*** READING PASSAGE ***

Machiavelli continues by suggesting that being a moral leader does not mean that one is a good leader as good leadership leads to order, stability, and public good. He claimed that when order, stability, and public good are threatened a ruler cannot risk limiting their actions by piety or virtue. Machiavelli believed that morals stood in the way of success, that rulers need to learn how to not be good, and be willing to kill. While the religious leaders saw Machiavelli as non-Christian and destructive, Machiavelli states that leaders need to administer necessary evils in efforts to maintain order and stability within their rule, that humans can be predicted through reason. The Church saw his political agenda as lacking in Christian ethics; however, his political reform lines up with Christian thinkers and with Christian ethics of generosity, compassion, and even the golden rule as we see in Saint Augustine’s and St. Benedict’s writings.
An initial consideration of Machiavelli’s thoughts on generosity, we notice that he believes it is good to be considered a generous person, but that it is dangerous to do so. Although sounding contradictory to Christianity, Machiavelli’s reasoning lies in the Christian idea of doing the most good for as many people as possible. Machiavelli argues that being generous requires that the ruler imposes new ways of revenue collection and therefore make his subjects hate him and lead to a guarantee that no one will think well of him.1 Machiavelli makes a similar case for compassion, in that it is better to be seen as cruel then it is to be viewed as loving, if necessary. He asserts that as the head of an army a ruler needs to “be prepared to be thought cruel.” The same Christian idea can be used to explain his argument as before.

*** End of READING PASSAGE ***

--- TASKS TO CARRY OUT ---
a. Translate this sentence from the passage on Machiavelli into Spanish: "Machiavelli believed that morals stood in the way of success, that rulers need to learn how to not be good, and be willing to kill."
b. From the passage on Machiavelli, return everything from "An initial consideration" down to "argument as before.".

*** INFORMATION SHOWN ***

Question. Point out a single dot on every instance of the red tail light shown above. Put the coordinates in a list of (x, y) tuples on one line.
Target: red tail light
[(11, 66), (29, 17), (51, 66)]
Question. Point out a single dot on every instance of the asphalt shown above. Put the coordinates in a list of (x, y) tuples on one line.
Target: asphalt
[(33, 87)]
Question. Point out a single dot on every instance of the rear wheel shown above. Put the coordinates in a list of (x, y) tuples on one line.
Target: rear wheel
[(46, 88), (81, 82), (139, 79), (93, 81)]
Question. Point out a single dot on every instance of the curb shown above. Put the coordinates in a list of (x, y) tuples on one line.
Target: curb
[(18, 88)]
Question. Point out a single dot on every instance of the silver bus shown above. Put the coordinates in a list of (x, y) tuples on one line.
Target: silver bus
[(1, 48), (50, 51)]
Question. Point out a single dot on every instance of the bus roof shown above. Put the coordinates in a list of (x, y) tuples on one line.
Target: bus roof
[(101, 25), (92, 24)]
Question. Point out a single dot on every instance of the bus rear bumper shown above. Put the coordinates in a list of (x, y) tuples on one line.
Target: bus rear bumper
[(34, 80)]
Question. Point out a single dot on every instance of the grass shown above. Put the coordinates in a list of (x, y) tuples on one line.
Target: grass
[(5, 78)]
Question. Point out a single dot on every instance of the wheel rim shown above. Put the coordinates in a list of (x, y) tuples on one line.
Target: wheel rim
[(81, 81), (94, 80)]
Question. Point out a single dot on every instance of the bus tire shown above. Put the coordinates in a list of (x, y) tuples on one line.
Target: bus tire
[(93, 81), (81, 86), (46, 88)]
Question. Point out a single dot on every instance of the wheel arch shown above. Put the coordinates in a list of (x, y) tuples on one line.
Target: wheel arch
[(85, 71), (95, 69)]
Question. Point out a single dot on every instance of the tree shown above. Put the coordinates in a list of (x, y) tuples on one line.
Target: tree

*** End of INFORMATION SHOWN ***

--- ANSWERS BY ITEM NUMBER ---
a. Maquiavelo creía que la moral se interponía en el camino del éxito, que los gobernantes necesitan aprender a no ser buenos y estar dispuestos a matar.

b.
An initial consideration of Machiavelli’s thoughts on generosity, we notice that he believes it is good to be considered a generous person, but that it is dangerous to do so. Although sounding contradictory to Christianity, Machiavelli’s reasoning lies in the Christian idea of doing the most good for as many people as possible. Machiavelli argues that being generous requires that the ruler imposes new ways of revenue collection and therefore make his subjects hate him and lead to a guarantee that no one will think well of him.1 Machiavelli makes a similar case for compassion, in that it is better to be seen as cruel then it is to be viewed as loving, if necessary. He asserts that as the head of an army a ruler needs to “be prepared to be thought cruel.” The same Christian idea can be used to explain his argument as before.